Visitor Pattern

A behavioral pattern that lets you add new operations to an object structure without modifying the classes of the elements in that structure, by separating the algorithm from the objects it operates on.

Problem

You have a stable object hierarchy (e.g., AST nodes, document elements, composite shapes) and need to add many distinct operations on those objects over time — export to XML, pretty-print, type-check, evaluate — but:

• Adding each operation directly to each class violates Single Responsibility.
• Adding a new operation requires modifying every class in the hierarchy.
• Operations that span multiple types are scattered across unrelated classes.

The geographic graph example is concrete: a geographic data export task required adding XML export to each node class (City, Industry, SightSeeing). Modifying production node classes for an auxiliary feature “seemed risky,” and future requirements (JSON export, graph analysis, distance calculation) would repeat the same invasive changes.

Similarly, adding area calculation for shapes (circles, squares, triangles) by modifying each shape class would violate OCP and scatter the related calculation logic across three unrelated files.

Solution

Define a Visitor interface with an visit(ElementType) overload for every concrete element type in the hierarchy. Each ConcreteVisitor implements a specific operation across all element types. Each Element class implements accept(visitor), which calls the correct overload on the visitor: visitor.visit(this). This double-dispatch ensures the correct visitor method is called for each concrete element type at runtime.

Structure

Participant	Role
Visitor (interface)	Declares visit(ConcreteElementA), visit(ConcreteElementB), …
ConcreteVisitor	Implements a specific operation for each element type
Element (interface)	Declares accept(Visitor)
ConcreteElement	Implements accept(v) { v.visit(this) } — triggers double dispatch
ObjectStructure	A collection or composite that iterates elements, calling accept()

Double Dispatch

Standard single dispatch selects a method based on the receiver’s type. Visitor needs dispatch on both the element type and the visitor type. The accept() call (dispatch 1: element type) calls visit(this) (dispatch 2: visitor’s overload for that element type). Together they achieve double dispatch in languages that only support single dispatch natively.

==*==

- [SET EXERCISE 1]:
Copy a passage from the Visitor pattern write-up word for word, starting with "A behavioral pattern" and going on through "violates Single Responsibility.".
- [SET EXERCISE 2]:
Carry the Visitor pattern write-up forward from the point where it ends.

- [A run of records]:
==*==

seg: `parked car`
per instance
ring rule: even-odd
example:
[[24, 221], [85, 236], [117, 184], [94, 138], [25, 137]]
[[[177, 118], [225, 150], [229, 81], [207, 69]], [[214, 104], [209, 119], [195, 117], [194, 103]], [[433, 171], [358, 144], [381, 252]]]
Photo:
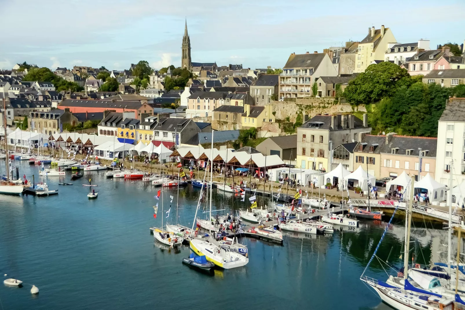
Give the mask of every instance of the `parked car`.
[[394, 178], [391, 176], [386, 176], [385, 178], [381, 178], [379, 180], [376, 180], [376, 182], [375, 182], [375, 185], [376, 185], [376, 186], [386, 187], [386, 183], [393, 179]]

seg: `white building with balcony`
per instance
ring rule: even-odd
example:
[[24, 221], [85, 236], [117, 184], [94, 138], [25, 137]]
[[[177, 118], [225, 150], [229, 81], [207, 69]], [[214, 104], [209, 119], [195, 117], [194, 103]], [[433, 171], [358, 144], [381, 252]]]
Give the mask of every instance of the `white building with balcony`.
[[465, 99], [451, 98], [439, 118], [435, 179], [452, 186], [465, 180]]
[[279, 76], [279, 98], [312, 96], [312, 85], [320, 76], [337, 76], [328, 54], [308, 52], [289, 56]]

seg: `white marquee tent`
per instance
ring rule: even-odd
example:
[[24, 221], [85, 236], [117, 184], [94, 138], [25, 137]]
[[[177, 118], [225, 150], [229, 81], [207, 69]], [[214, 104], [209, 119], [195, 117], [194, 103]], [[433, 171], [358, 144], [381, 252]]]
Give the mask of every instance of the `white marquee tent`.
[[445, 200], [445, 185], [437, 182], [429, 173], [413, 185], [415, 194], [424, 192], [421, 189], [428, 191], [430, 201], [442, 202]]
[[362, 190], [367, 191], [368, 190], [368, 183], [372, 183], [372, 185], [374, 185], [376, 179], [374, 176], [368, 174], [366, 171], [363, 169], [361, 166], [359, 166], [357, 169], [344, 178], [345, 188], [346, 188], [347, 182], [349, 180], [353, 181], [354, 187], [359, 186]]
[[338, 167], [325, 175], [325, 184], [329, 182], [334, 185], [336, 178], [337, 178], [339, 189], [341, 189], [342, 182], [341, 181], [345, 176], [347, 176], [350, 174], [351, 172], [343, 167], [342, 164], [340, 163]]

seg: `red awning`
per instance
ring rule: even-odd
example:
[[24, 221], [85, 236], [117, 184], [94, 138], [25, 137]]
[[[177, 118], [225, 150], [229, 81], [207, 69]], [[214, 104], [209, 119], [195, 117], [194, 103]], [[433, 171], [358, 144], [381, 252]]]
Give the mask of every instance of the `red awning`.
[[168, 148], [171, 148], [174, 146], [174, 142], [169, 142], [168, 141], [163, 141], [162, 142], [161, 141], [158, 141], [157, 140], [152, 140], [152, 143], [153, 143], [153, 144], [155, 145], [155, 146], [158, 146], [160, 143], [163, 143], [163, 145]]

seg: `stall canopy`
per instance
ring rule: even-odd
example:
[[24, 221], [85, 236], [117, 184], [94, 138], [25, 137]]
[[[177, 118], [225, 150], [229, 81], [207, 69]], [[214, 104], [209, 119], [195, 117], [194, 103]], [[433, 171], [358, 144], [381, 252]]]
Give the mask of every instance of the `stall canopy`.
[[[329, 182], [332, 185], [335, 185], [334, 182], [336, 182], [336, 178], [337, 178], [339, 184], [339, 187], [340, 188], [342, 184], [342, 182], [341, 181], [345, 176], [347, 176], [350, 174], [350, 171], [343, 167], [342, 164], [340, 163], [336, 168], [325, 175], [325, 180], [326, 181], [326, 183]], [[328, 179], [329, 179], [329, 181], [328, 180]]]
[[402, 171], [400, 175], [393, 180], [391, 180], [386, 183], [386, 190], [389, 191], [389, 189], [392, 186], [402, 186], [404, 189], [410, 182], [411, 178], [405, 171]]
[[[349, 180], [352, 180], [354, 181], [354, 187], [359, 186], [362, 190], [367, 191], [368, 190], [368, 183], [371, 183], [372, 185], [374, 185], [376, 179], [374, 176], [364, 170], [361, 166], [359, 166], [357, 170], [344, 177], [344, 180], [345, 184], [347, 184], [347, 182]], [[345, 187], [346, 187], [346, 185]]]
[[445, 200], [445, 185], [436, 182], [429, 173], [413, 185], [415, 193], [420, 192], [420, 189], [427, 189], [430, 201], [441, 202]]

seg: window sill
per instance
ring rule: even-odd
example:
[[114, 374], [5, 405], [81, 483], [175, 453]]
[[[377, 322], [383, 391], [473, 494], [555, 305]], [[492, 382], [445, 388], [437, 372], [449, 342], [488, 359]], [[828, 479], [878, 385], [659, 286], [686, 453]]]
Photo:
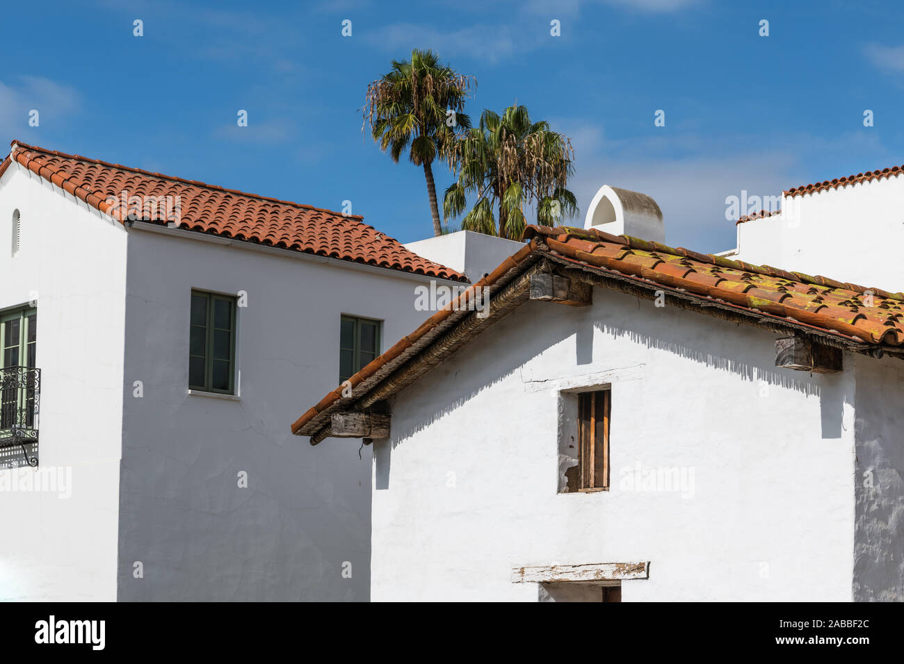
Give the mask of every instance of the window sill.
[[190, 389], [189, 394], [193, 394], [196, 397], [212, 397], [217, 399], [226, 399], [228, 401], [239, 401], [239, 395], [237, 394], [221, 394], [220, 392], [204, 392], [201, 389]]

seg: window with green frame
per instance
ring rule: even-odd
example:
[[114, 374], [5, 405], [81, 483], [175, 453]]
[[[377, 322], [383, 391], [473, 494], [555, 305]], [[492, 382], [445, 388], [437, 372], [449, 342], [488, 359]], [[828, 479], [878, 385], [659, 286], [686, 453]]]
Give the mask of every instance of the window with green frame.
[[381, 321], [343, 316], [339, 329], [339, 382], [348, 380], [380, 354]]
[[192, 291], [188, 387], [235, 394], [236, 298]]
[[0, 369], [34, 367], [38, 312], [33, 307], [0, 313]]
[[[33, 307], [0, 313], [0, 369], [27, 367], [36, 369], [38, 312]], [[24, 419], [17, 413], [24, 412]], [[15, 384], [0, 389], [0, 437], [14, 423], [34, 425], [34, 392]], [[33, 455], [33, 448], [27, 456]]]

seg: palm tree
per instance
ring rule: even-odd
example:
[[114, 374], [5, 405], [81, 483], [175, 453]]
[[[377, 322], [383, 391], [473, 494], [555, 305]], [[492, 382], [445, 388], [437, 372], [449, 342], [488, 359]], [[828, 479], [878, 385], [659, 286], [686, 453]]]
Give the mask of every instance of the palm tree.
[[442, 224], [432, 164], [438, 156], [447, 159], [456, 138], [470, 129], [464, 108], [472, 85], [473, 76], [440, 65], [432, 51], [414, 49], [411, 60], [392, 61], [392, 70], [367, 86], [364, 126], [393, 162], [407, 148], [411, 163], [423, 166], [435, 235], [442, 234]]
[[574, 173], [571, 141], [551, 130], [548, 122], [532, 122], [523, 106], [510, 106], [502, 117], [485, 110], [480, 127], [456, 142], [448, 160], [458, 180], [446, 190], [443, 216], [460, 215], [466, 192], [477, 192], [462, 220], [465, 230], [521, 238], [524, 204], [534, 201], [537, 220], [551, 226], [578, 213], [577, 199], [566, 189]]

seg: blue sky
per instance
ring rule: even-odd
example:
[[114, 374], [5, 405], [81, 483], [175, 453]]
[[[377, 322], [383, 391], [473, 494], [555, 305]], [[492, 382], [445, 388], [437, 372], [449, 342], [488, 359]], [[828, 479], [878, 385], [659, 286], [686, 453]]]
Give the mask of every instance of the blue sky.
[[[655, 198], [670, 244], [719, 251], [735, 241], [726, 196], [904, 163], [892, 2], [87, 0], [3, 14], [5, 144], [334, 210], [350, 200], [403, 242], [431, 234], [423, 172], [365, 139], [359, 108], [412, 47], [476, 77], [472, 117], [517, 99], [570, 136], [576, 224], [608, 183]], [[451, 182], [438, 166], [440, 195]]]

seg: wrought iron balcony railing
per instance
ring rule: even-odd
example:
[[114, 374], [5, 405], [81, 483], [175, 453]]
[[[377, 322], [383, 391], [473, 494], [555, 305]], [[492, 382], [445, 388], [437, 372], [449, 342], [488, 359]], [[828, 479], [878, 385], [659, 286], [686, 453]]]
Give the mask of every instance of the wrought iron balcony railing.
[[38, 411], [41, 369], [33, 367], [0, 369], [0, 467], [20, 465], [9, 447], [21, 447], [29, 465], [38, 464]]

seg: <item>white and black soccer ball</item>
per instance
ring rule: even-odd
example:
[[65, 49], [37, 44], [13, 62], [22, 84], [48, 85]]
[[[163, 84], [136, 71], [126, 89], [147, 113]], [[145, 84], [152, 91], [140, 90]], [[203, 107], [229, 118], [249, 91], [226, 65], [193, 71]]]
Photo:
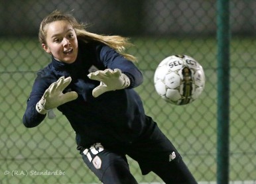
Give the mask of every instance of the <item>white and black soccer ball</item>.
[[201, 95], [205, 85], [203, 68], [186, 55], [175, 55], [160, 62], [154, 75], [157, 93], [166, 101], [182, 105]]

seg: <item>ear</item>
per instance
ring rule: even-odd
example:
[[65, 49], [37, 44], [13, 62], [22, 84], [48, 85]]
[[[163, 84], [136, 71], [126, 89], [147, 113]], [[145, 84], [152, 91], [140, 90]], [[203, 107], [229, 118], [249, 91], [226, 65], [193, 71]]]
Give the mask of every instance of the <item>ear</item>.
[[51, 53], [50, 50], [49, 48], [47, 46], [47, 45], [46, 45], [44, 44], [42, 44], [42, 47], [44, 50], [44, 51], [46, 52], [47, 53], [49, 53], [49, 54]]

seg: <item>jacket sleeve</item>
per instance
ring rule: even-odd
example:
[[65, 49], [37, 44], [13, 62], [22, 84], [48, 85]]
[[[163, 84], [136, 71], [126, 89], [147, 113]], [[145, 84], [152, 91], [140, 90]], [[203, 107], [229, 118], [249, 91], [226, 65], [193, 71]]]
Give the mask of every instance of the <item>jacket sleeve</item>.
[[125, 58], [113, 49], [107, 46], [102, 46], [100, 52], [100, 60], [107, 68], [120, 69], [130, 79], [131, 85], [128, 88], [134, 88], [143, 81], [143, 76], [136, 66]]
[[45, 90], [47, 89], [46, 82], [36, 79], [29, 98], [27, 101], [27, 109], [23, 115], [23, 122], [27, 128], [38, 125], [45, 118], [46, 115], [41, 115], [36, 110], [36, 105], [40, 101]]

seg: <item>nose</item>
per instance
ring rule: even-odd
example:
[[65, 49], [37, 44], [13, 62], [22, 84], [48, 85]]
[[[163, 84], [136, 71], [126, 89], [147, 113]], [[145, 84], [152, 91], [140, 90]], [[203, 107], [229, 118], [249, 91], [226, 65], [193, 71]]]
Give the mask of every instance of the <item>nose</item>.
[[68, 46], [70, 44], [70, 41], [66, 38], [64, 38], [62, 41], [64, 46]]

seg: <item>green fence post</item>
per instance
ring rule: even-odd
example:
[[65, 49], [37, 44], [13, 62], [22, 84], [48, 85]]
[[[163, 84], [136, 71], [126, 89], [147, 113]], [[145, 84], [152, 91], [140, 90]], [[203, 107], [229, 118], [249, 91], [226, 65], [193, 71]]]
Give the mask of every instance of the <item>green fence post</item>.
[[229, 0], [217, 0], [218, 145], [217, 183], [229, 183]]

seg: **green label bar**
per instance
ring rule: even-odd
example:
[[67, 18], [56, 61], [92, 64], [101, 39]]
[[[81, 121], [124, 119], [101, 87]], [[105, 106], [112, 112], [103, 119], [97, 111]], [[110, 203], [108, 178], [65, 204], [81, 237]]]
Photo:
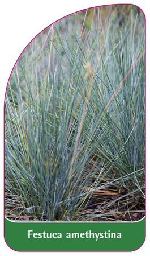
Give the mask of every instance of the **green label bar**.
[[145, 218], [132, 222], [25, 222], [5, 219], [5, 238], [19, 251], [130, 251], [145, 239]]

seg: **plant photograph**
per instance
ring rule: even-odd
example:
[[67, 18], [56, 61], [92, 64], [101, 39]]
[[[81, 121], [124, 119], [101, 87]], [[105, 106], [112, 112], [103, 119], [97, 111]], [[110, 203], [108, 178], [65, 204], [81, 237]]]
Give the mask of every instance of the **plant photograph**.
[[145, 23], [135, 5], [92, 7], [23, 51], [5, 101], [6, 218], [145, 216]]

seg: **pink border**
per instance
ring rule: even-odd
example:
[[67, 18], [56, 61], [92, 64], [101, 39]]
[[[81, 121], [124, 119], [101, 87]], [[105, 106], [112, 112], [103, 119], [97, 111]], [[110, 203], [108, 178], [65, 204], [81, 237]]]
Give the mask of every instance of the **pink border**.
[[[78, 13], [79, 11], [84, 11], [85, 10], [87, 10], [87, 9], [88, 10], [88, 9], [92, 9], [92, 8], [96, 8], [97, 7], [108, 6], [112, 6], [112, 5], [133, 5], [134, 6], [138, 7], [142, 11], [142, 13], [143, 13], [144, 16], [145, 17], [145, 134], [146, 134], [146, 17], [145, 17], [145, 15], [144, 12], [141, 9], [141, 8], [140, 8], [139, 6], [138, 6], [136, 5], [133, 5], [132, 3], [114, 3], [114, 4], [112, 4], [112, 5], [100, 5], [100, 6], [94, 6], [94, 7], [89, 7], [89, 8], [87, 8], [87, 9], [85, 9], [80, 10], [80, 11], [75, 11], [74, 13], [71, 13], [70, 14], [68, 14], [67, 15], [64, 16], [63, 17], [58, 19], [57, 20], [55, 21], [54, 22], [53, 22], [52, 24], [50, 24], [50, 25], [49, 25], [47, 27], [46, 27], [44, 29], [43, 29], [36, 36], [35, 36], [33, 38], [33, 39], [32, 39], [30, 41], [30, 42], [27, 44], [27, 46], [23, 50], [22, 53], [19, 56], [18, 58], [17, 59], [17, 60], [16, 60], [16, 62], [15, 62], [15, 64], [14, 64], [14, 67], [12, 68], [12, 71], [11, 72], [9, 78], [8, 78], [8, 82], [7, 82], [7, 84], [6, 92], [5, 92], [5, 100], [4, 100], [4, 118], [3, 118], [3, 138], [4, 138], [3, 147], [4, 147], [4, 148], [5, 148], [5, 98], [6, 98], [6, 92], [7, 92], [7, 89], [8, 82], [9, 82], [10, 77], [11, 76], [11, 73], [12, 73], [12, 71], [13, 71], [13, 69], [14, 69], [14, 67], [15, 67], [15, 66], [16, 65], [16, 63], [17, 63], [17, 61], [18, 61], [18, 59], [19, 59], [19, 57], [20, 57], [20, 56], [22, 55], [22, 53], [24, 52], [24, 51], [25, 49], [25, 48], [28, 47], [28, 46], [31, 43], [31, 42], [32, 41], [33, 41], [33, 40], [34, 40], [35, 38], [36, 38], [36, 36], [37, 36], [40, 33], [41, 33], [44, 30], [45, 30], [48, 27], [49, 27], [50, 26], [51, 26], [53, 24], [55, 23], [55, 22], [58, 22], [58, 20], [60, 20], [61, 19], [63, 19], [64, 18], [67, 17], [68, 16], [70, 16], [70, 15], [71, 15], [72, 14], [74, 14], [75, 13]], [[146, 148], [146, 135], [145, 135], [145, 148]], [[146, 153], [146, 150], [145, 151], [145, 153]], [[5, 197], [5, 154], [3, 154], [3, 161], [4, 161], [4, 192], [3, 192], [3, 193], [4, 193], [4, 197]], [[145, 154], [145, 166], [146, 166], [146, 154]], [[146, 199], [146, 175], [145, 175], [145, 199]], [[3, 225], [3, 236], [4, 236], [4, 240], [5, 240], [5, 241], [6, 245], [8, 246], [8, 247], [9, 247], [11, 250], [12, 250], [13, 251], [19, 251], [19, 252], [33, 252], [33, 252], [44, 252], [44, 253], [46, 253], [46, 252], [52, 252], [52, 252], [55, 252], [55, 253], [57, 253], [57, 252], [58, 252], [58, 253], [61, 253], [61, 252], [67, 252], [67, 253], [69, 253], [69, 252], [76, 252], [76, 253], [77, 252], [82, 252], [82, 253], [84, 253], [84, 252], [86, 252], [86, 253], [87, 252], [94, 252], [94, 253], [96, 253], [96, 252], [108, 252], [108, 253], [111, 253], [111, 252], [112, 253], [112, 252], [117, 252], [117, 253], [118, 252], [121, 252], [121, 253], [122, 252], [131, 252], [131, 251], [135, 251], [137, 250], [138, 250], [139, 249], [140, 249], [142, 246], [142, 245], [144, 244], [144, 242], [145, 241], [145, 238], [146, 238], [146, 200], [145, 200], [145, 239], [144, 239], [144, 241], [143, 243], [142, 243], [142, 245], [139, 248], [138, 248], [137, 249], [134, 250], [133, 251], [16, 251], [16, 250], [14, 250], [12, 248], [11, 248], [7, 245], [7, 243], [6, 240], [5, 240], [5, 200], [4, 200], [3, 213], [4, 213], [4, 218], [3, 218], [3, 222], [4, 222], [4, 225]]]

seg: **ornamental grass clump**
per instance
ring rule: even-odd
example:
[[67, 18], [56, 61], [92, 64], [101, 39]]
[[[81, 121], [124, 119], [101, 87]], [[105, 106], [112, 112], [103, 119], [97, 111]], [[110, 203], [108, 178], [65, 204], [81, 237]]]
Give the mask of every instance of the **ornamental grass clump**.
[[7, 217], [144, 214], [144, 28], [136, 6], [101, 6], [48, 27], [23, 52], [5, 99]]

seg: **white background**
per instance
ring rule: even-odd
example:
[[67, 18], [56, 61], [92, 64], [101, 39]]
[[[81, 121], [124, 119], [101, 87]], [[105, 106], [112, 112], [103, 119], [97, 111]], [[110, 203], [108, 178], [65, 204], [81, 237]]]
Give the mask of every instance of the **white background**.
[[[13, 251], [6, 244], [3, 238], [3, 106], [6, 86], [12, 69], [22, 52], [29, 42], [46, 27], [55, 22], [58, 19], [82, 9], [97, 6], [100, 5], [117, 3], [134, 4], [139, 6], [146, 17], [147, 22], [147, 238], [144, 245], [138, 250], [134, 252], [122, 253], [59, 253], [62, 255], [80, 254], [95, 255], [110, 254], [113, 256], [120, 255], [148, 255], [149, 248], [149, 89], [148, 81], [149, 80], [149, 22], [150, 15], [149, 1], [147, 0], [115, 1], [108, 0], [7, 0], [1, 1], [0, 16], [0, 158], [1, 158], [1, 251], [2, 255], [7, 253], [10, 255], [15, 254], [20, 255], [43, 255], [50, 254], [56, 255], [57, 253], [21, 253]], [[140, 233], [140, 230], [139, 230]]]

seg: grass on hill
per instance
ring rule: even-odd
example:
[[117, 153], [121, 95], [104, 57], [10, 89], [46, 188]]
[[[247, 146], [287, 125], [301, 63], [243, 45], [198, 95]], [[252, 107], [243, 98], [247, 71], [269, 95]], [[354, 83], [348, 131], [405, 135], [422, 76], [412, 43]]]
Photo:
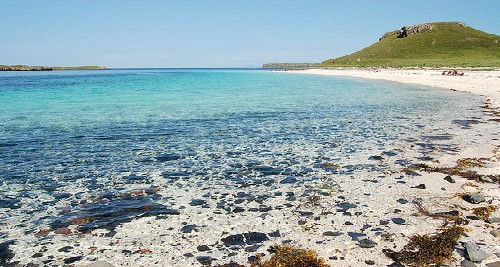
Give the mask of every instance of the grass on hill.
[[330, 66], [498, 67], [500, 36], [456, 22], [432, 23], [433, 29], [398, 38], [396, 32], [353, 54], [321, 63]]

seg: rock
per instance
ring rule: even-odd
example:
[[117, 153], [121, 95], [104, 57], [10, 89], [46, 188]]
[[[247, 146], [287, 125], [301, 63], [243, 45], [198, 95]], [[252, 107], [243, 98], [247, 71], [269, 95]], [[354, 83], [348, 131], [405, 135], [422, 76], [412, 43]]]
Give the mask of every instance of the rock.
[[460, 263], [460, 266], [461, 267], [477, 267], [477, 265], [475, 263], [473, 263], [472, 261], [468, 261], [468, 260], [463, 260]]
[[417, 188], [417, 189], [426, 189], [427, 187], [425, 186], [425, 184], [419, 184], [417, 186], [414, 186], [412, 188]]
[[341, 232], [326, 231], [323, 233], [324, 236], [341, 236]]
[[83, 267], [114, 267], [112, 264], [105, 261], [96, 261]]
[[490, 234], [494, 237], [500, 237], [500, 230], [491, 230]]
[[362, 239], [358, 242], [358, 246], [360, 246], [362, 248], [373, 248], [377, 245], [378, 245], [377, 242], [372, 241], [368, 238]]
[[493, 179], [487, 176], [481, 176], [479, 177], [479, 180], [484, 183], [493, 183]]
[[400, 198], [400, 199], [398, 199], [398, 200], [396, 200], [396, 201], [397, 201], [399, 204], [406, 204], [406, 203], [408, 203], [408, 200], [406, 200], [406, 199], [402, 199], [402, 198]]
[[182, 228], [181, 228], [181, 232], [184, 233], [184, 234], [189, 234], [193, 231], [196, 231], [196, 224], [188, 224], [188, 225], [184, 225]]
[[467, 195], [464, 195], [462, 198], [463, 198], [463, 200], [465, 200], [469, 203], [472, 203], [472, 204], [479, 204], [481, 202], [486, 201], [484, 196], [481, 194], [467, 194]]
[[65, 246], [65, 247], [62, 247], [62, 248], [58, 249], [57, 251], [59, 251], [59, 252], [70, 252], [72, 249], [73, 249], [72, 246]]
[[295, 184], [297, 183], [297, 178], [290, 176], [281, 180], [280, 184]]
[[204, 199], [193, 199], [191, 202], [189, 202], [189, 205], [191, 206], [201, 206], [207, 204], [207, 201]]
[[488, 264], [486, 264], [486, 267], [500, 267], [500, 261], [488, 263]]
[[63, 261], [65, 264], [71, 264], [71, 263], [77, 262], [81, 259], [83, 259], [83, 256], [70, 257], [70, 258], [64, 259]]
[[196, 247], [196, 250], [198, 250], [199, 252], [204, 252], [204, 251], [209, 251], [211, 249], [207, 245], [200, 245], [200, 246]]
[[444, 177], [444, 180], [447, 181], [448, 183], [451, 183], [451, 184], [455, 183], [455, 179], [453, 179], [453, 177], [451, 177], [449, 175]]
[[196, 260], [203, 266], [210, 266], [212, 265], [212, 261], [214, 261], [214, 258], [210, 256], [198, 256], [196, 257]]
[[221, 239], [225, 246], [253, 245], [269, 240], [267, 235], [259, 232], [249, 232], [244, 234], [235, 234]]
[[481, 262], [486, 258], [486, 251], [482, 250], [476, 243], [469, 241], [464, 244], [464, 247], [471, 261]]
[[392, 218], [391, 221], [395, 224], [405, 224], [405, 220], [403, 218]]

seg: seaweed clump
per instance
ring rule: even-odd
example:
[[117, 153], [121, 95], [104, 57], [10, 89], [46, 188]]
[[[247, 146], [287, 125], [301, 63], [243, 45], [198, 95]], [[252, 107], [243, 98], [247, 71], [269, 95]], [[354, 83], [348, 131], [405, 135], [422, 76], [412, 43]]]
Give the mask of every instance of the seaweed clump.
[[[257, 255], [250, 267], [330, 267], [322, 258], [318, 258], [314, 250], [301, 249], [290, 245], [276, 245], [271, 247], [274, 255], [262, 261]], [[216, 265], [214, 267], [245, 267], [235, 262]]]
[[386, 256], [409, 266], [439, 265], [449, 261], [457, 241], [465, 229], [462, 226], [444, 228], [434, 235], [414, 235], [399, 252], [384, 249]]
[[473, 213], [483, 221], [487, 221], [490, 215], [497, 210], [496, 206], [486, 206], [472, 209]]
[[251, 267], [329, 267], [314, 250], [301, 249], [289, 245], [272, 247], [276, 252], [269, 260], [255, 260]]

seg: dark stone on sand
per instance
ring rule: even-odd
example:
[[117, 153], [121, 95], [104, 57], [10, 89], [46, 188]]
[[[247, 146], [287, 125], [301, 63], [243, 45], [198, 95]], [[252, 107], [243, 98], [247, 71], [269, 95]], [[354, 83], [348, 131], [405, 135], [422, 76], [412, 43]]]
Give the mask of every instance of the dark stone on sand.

==*==

- [WRITTEN RESPONSE 1]:
A behavioral pattern that lets you add new operations to an object structure without modifying the classes of the elements in that structure, by separating the algorithm from the objects it operates on.

Problem

You have a stable object hierarchy (e.g., AST nodes, document elements, composite shapes) and need to add many distinct operations on those objects over time — export to XML, pretty-print, type-check, evaluate — but:

• Adding each operation directly to each class violates Single Responsibility.

- [WRITTEN RESPONSE 2]:
“Instead of letting the client select a proper version of the method to call, how about we delegate this choice to objects we’re passing to the visitor as an argument?”

When to Use

• You have a stable class hierarchy but need to add many new operations over time.
• You need to perform an operation across all elements of a heterogeneous object structure.
• You want to avoid polluting element classes with unrelated operations.
• Operations need to accumulate state across elements (e.g., counting, collecting).
• “Extracting auxiliary behaviors” to maintain focused primary classes.
• A behavior applies only to specific classes within a hierarchy and should be localized.

Trade-offs

Pros:

• Open/Closed for operations — add new visitors without touching element classes.
• Centralises related operations — all XML export logic lives in XmlExportVisitor.
• Can accumulate state across an element traversal.
• Visitor can work across unrelated class hierarchies.
• Type-safe method dispatch (at compile time in statically-typed languages).

Cons / pitfalls:

• Closed to new element types — adding a new element class requires updating every existing visitor.
• Breaks encapsulation — visitors may need access to the element’s internal state (requires public or friend access, or exposing getters).
• Interface can become wide if the hierarchy has many element types.
• Overkill for small, stable hierarchies with few operations.
• “Must update all visitors when element classes change.”

Variants

• Acyclic Visitor — visitors implement only the element interfaces they care about; elements check with instanceof/dynamic_cast before calling. Avoids the “closed to new elements” problem at the cost of runtime type checks.
• Hierarchical Visitor — visits composite structures with enterElement/leaveElement hooks (common in XML/DOM processing).
• Visitor with return value — visitor methods return a value rather than accumulating state; useful for expression evaluators.

Code Example

interface ShapeVisitor {
    void visit(Circle circle);
    void visit(Square square);
    void visit(Triangle triangle);
}
 
// Element interface
interface Shape {
    void accept(ShapeVisitor visitor);
}
 
// Concrete elements — each triggers double dispatch via accept()
class Circle implements Shape {
    public final double radius;
    public Circle(double radius) { this.radius = radius; }
    public void accept(ShapeVisitor visitor) { visitor.visit(this); }
}
 
class Square implements Shape {
    public final double side;
    public Square(double side) { this.side = side; }
    public void accept(ShapeVisitor visitor) { visitor.visit(this); }
}
 
class Triangle implements Shape {
    public final double base, height;
    public Triangle(double base, double height) {
        this.base = base; this.height = height;
    }
    public void accept(ShapeVisitor visitor) { visitor.visit(this); }
}
 
// Concrete visitor — area calculation operation
class AreaCalculator implements ShapeVisitor {
    private double totalArea = 0;
 
    public void visit(Circle c)   { totalArea += Math.PI * c.radius * c.radius; }
    public void visit(Square s)   { totalArea += s.side * s.side; }
    public void visit(Triangle t) { totalArea += 0.5 * t.base * t.height; }
 
    public double getTotalArea() { return totalArea; }
}
 
// Another visitor — perimeter calculation (no element changes needed)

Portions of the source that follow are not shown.